Task to complete » Reproduce word for word every line of the entries below, from the line containing "Exercise. For every instance of the wispy" through the final line, and nothing else.

Exercise data »
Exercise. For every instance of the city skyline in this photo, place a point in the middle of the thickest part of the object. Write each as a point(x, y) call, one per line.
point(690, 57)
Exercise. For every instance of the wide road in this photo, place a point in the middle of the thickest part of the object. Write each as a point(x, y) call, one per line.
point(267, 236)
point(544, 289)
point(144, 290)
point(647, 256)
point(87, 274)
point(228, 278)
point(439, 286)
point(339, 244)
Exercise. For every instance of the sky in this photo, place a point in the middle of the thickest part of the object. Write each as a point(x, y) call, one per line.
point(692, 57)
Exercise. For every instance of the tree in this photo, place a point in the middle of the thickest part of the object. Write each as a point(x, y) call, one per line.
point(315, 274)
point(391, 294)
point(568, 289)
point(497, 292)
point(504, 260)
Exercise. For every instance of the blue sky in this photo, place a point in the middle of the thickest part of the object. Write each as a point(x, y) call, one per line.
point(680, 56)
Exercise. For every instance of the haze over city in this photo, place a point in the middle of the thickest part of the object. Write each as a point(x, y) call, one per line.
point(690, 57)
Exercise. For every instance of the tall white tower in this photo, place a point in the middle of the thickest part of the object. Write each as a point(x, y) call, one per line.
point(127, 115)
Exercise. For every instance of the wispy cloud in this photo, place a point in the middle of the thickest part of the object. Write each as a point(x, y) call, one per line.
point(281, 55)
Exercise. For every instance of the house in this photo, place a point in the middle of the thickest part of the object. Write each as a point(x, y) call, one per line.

Task response »
Exercise. For every instance of the wispy cloud in this photo, place a point in the middle of the thickest part of the object. Write each as a point(x, y) call, one per line.
point(281, 55)
Exercise. For every instance of the house in this photo, place a point in the middle of the thickest part of the object. Write each as a point(x, y) call, one per line.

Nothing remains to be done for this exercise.